▶ Passage provided:

City officials told WFFT Local News the city will take possession of the North River property Thursday afternoon.
Still, city council members on both sides of the issue said they're cautiously optimistic about their investment.
The City of Fort Wayne is paying $4.6 million with a loan from the Capital Improvement Board for the land that was home to a rail yard and metal recycling plant for more than 100 years.
City council approved buying the property 5 to 3, without seeing the environmental study done on the land because of a confidentiality agreement.
Council president Tom Didier voted to buy the land because he sees the potential.
"There's difficulty, but at the same time I'm an optimist. I'm looking at this from a very, very visionary standpoint," said Didier.
The current owners, Calhoun Investments, would not allow city council members to sign that non-disclosure agreement so they could see the reports before agreeing to buy the land.
Councilman Russ Jehl, who tried to sign that agreement during Tuesday night's meeting, said he would've changed his vote if he could've seen that study.
"As a commercial real estate broker, I could've never advocated for one of my clients to approve a deal like this, to get into something without seeing all the documentation," said Jehl.
The city said environmental clean up is estimated to cost about $250,000.
However, that can vary depending on what goes on the property.
Last week, The Lutheran Health Network withdrew its option to buy the property for a new hospital.
However, officials said there's still interest in the land.
"It's what made me want to move forward with this transaction, was the possibilities. But that doesn't excuse the fact council has a responsibility to the public," said Jehl.
"I can't image that someone would not be willing to build something here," said Didier.
The mayor's office said the city could get the money for environmental remediation from whoever buys the property from the city.
Plus, with increased investment comes increased tax revenue for the city.
City spokesman John Perlich said once the city closes on the property, work will begin to transfer the environmental reports into readable documents for the public to see.
He says they will release those documents in a "timely manner."

▶ Records supplied:

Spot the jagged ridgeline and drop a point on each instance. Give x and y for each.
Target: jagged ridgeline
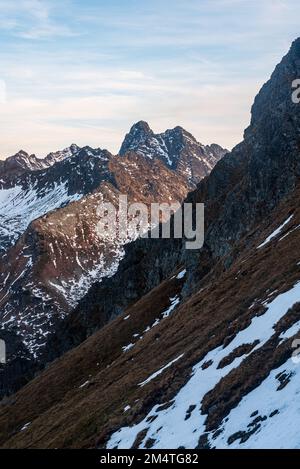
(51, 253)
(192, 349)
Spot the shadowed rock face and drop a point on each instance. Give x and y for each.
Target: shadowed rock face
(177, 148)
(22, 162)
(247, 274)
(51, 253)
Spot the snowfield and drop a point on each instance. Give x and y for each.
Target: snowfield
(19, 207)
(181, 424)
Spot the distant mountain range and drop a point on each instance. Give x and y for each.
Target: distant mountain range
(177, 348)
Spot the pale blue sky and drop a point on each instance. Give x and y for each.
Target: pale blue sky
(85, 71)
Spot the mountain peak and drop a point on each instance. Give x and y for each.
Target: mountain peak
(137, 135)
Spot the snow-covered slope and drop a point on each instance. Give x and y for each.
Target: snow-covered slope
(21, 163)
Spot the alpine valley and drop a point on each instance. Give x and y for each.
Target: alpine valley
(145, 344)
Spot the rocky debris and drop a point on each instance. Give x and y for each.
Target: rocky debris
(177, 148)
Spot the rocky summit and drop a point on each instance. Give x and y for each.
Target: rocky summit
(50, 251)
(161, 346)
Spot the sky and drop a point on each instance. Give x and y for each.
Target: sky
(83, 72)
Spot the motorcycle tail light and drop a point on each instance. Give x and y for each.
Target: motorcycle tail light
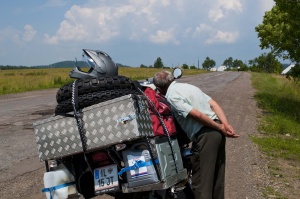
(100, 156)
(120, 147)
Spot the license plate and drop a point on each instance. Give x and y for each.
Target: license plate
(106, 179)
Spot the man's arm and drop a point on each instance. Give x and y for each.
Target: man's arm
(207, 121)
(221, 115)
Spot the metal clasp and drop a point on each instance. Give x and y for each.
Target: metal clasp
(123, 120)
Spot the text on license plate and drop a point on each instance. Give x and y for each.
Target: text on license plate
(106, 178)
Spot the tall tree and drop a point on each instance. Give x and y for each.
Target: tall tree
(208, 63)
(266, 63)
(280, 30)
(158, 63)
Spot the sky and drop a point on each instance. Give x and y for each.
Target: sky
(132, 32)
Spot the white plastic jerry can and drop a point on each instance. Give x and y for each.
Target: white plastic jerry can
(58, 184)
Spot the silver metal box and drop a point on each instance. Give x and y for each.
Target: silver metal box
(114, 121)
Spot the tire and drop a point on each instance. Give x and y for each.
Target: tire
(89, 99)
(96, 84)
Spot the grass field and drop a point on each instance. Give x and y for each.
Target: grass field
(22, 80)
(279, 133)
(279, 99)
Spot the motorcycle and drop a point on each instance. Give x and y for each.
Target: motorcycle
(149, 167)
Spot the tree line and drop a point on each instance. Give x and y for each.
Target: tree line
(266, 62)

--

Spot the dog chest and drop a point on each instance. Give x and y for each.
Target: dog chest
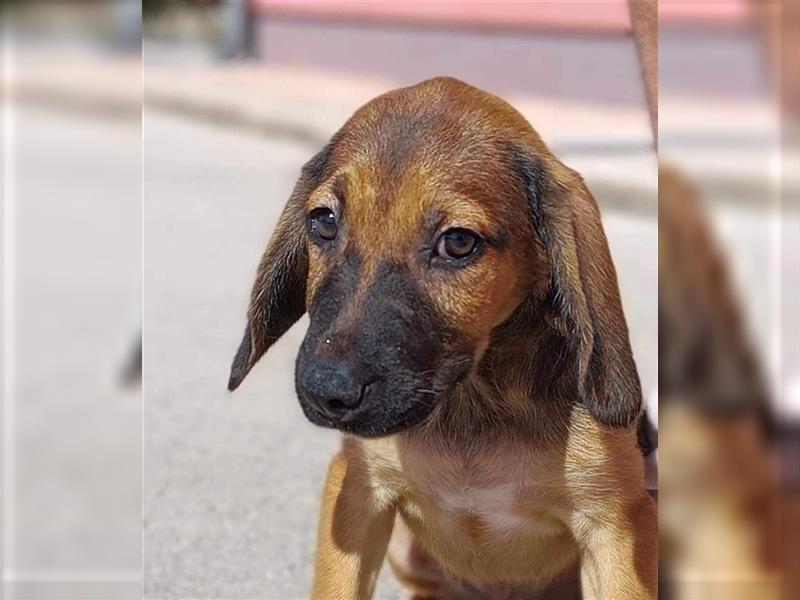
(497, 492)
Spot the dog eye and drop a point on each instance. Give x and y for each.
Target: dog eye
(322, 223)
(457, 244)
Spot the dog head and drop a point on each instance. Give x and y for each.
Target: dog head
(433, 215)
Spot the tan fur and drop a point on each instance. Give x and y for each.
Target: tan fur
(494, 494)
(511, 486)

▶ Brief A: For each statement, say yes or no depending on whether it agrees with the North River article, and quote the deciding words: (i) City council approved the purchase by a 5 to 3 vote. (ii) The Lutheran Health Network still holds an option to buy the property. (iii) Environmental cleanup is estimated to cost about $250,000.
▶ Brief B: Quote the North River article between "However, that can" and "in the land.", inclusive.
The listing is separate material, unrelated to the North River article.

▶ Reply A:
(i) Yes: "City council approved buying the property 5 to 3"
(ii) No: "Last week, The Lutheran Health Network withdrew its option to buy the property for a new hospital."
(iii) Yes: "The city said environmental clean up is estimated to cost about $250,000."

▶ Reply B:
However, that can vary depending on what goes on the property.
Last week, The Lutheran Health Network withdrew its option to buy the property for a new hospital.
However, officials said there's still interest in the land.